Material provided:
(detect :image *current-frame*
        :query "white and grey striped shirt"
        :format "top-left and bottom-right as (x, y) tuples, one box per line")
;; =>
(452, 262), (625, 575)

Required work: Start at the first line of the material and write everything out exactly.

Solution to this problem:
(detect :image *current-frame*
        :query "white and grey striped shirt"
        :format "top-left and bottom-right as (x, y) tuples, one box per line")
;; =>
(452, 262), (625, 575)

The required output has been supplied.